> _Short task_
Copy each of the following lines word for word, in the same order, without leaving any out.

--- Start Extracted material ---

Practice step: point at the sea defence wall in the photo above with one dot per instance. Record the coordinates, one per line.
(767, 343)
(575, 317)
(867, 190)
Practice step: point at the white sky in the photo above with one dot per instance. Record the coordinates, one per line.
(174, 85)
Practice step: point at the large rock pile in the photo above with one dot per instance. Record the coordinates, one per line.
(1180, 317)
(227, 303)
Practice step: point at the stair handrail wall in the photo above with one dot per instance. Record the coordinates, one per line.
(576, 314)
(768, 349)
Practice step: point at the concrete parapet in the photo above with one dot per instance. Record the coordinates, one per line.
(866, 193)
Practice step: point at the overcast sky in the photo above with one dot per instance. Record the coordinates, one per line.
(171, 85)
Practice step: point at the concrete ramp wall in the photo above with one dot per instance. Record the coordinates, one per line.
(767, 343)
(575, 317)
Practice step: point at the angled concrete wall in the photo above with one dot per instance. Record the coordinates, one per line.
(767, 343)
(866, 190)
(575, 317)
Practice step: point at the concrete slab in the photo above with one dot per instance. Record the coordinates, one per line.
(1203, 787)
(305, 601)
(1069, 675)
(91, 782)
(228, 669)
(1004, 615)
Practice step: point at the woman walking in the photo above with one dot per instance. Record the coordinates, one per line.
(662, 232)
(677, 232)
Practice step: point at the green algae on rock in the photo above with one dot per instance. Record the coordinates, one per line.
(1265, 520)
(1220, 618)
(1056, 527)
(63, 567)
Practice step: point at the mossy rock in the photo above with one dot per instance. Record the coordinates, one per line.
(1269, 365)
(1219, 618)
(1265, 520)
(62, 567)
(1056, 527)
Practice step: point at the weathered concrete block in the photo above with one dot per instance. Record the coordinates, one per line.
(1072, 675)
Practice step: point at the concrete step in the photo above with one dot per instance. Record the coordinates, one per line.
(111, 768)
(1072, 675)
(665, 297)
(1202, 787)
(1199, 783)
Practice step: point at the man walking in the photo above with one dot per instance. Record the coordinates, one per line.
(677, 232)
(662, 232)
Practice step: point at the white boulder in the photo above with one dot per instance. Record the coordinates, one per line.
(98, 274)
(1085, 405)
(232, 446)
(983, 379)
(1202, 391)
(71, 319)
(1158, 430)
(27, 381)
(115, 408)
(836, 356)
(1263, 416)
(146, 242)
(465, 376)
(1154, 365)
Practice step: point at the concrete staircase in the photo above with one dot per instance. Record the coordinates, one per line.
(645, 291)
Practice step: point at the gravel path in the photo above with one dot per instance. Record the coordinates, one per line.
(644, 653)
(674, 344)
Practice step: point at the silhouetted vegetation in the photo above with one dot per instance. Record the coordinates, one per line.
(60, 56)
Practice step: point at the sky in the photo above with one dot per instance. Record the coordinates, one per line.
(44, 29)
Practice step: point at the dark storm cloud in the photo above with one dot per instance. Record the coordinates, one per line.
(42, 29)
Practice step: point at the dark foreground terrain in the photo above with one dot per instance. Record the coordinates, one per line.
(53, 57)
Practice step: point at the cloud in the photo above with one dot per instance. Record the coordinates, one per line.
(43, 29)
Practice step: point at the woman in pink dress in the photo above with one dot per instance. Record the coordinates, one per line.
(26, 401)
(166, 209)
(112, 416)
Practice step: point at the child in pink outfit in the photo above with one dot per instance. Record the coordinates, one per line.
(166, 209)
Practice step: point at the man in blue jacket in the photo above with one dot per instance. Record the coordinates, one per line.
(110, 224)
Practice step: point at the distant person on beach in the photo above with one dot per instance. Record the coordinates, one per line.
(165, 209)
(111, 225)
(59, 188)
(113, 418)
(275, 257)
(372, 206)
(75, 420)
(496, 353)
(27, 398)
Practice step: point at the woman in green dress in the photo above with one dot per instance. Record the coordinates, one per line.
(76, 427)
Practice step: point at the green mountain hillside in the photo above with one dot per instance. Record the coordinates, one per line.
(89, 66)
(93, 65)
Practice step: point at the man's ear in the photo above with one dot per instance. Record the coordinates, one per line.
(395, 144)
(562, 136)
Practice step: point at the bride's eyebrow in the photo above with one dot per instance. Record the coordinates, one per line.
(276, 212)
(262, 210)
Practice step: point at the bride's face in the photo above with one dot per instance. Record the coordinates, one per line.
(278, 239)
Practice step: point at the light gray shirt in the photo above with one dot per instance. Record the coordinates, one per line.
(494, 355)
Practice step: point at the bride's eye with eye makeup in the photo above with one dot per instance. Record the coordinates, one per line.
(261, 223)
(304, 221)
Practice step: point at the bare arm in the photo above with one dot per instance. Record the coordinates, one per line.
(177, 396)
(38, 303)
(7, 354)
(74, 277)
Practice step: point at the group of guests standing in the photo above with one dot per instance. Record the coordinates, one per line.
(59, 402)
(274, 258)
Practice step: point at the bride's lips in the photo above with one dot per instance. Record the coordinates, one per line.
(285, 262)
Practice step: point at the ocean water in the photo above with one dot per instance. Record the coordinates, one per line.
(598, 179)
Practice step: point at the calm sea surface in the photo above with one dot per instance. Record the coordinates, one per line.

--- End Extracted material ---

> _Response below_
Practice step: point at the sea defence wall in the photo above with one dot per instance. Record the coordinates, one per line.
(767, 343)
(575, 317)
(867, 190)
Practice step: point at the white sky in the photo above with one dot per instance. Record the coordinates, one per line.
(174, 85)
Practice step: point at the large rock pile in the photo above with one dot per instance. Record the coordinates, one per line.
(1180, 317)
(227, 303)
Practice step: point at the stair handrail wall in the photo above with one dot per instance. Record the coordinates, one per line.
(576, 314)
(768, 349)
Practice step: point at the concrete parapet in the photo above with one dot per instance. Record the coordinates, one per line.
(866, 193)
Practice step: point at the overcast sky in the photo above with one dot per instance. Record the coordinates, one per line.
(171, 85)
Practice step: point at the concrete ramp wall in the photo above with one dot per instance. Record the coordinates, one per line.
(767, 343)
(575, 317)
Practice step: point at the angled concrete wall in the photo above with one dot per instance. Record the coordinates, one per line.
(767, 343)
(866, 190)
(575, 317)
Practice step: point at the concrete slab in the photo above with one dot per instance. Record the coordinates, one per line.
(1203, 787)
(305, 601)
(1069, 675)
(91, 782)
(228, 669)
(1004, 615)
Practice step: point at the woman walking in the photo above with one dot per instance. Record the coordinates, one per line.
(662, 232)
(677, 232)
Practice step: point at the green algae on rock in the photo above with one dot per instance. Record the coordinates, one per line.
(1265, 520)
(1220, 618)
(1056, 527)
(63, 567)
Practice step: point at the mossy rock in the photo above with one dot per instance. Record the coordinates, one per line.
(1269, 365)
(1219, 618)
(1265, 520)
(62, 567)
(1056, 527)
Practice step: point at the weathered concrete block in the photo above with one dot per instance. Record the coordinates, one per line.
(1072, 675)
Practice step: point at the concrete step in the photo above with one dot per instance. Record the coordinates, one per line.
(111, 768)
(1072, 675)
(665, 297)
(1202, 787)
(1199, 783)
Practice step: point at the man walking in the photo above with one dot per instance. Record the coordinates, one per line.
(677, 232)
(662, 232)
Practice step: point at the white boulder in the photo above with one dot per instance. Record the coordinates, one per line.
(98, 274)
(1085, 405)
(232, 446)
(983, 379)
(1202, 391)
(71, 319)
(1158, 430)
(27, 381)
(115, 408)
(836, 356)
(1263, 416)
(146, 242)
(465, 376)
(1154, 365)
Practice step: point at the concrete staircase in the photo above with one dot per instance. Record the coordinates, one per line.
(645, 291)
Practice step: point at the gravel path in the photo above with one dot per instance. Record the coordinates, one per line.
(644, 653)
(674, 344)
Practice step: point at the silhouetted vegetation in the photo above with one dot per instance. Record the coordinates, one per line.
(60, 56)
Practice step: point at the sky in the photo above with one dot per instance. Record the coordinates, one per line.
(44, 29)
Practice step: point at the dark storm cloud in the photo above with one dot per instance. Record the coordinates, one per line.
(42, 29)
Practice step: point at the dark foreground terrain in the photo above with one dot per instance. Record the coordinates, one per line.
(53, 57)
Practice step: point at the cloud in the photo above with one dot per instance. Record the coordinates, one per line.
(43, 29)
Practice step: point at the woman in pink dress in the photo above with one dot per instance. Record the coordinates, one per line.
(26, 401)
(166, 209)
(112, 416)
Practice step: point at the child in pink outfit in the photo above with one dot per instance. Record the coordinates, one per line.
(166, 209)
Practice step: point at the man in blue jacket in the photo above with one dot per instance. Record the coordinates, one per line.
(110, 224)
Practice step: point at the distant person on beach in the photo above with one dot per instance. Record the coordinates, one per line.
(165, 209)
(111, 225)
(59, 188)
(113, 418)
(275, 257)
(372, 206)
(75, 420)
(496, 353)
(27, 398)
Practice step: point at the woman in green dress in the photo above with one dot per instance. Record the coordinates, one per line.
(76, 427)
Practice step: point at the green mountain hillside in the photo above with one dot per instance. Record the coordinates, one per line.
(89, 66)
(93, 65)
Practice step: point at the man's ear in the photo above with one dot per instance. Record the coordinates, one per line.
(395, 144)
(562, 136)
Practice step: point at the bride's eyebrow in the photo above with one dot per instance. Record the coordinates, one per line.
(276, 212)
(262, 210)
Practice step: point at the bride's face in the photo above with one dot per instance. Record the coordinates, one per line.
(278, 239)
Practice step: point at the light gray shirt in the photo above with one dot per instance. Record the coordinates, one per line.
(494, 355)
Practice step: point at the bride's eye with eye makeup in the photo above with one dot per instance. Record the coordinates, one per line.
(261, 223)
(304, 221)
Practice step: point at the bare arm in the photo above with one dot per instance. Record the coordinates, one per line.
(177, 396)
(38, 303)
(7, 354)
(74, 277)
Practice step: point at the group of guests standing in the photo above with one dot per instance. Record the coordinates, one per line.
(59, 402)
(274, 258)
Practice step: point at the bride's lips in the photo above with one dot per instance. Record the coordinates, one per line.
(285, 262)
Practice step: point at the ocean water in the photo above with one dot per instance. Record the coordinates, one per line.
(598, 179)
Practice step: point at the calm sea surface in the photo above with one dot per instance. Record the coordinates, one per line.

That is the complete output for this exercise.